§ **Aim 1**
In the hickory thread, what did Mike1950 say the warped hickory turned out to be good for?
§ **Aim 2**
Retype the hickory thread from "# What to do" to "get them milled...".

**** Excerpt to read

# What to do with Hickory?



## Daniel (Feb 4, 2012)

I've got a buddy who just took down a couple of pretty big Hickory trees and wants to get them milled...

Anyone got good advice on milling hickory? Anything to watch for, any "best practice"?

Thanks!


----------



## JMC (Feb 4, 2012)

The advice I have been given is to not go too wide because it gets kinda squirlly, if you need wider make sure you add way more thickness than you want it to finish out at.


----------



## Daniel (Feb 4, 2012)

Interesting, thanks. Best to plain saw, or other?


----------



## Mike1950 (Feb 4, 2012)

JMC is right- I bought a bunch of misc wood at and auction ten years ago. There was some hickory in the pile and half of it was warped more than needed for rockers on a chair :dash2:- made damn good chunks for the smoker though.


----------



## Daniel (Feb 4, 2012)

mike1950 said:


> JMC is right- I bought a bunch of misc wood at and auction ten years ago. There was some hickory in the pile and half of it was warped more than needed for rockers on a chair :dash2:- made damn good chunks for the smoker though.

********
**** Raw records

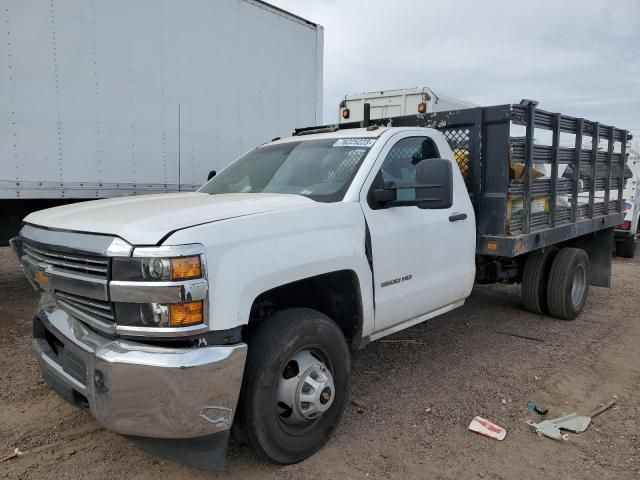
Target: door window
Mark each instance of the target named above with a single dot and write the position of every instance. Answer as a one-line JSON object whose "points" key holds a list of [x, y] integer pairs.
{"points": [[399, 166]]}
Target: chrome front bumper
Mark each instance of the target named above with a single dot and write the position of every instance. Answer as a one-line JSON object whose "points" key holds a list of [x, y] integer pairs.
{"points": [[137, 389]]}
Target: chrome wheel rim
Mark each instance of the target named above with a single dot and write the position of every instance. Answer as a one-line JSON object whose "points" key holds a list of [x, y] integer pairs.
{"points": [[305, 389], [578, 285]]}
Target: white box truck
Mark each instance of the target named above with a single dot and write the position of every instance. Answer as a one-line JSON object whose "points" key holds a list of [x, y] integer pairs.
{"points": [[105, 99], [392, 103]]}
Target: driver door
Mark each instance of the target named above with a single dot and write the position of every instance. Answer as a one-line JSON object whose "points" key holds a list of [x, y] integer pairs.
{"points": [[423, 259]]}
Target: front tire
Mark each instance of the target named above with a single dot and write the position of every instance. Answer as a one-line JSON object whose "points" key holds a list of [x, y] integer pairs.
{"points": [[568, 284], [295, 386]]}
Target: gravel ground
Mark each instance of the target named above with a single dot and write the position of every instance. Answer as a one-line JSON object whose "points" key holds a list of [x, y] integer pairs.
{"points": [[420, 396]]}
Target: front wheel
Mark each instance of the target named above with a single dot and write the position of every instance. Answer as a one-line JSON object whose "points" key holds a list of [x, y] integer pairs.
{"points": [[295, 386]]}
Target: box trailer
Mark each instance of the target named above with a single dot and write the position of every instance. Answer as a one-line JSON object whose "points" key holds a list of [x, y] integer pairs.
{"points": [[105, 99], [393, 103]]}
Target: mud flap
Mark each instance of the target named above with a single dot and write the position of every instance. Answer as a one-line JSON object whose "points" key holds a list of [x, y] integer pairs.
{"points": [[203, 453], [598, 246]]}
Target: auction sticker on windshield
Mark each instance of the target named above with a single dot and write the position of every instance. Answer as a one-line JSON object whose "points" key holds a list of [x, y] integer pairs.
{"points": [[355, 142]]}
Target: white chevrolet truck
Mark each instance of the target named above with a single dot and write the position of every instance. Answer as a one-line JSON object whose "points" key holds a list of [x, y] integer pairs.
{"points": [[175, 317]]}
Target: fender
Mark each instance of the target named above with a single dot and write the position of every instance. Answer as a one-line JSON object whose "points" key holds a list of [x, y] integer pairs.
{"points": [[249, 255]]}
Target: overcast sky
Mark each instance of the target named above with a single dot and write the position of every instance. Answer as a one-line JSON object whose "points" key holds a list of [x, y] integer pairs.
{"points": [[580, 58]]}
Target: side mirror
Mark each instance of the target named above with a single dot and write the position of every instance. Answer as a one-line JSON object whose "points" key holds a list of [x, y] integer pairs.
{"points": [[434, 183], [386, 194]]}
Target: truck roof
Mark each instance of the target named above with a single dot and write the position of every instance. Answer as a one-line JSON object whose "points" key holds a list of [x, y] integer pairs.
{"points": [[351, 133]]}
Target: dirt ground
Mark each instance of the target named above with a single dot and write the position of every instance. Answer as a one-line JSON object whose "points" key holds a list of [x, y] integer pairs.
{"points": [[419, 395]]}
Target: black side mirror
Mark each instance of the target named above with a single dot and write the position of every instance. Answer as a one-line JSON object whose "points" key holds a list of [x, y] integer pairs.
{"points": [[386, 194], [434, 183]]}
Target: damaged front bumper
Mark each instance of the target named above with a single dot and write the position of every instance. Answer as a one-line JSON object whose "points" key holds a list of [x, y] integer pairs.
{"points": [[134, 388]]}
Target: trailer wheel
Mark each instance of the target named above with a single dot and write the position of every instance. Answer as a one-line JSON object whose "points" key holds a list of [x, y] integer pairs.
{"points": [[295, 386], [534, 280], [626, 248], [568, 284]]}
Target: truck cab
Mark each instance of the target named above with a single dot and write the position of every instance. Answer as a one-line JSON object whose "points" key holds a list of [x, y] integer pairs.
{"points": [[183, 316], [362, 232]]}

********

§ **Correct response 1**
Chunks for the smoker.

§ **Correct response 2**
# What to do with Hickory?



## Daniel (Feb 4, 2012)

I've got a buddy who just took down a couple of pretty big Hickory trees and wants to get them milled...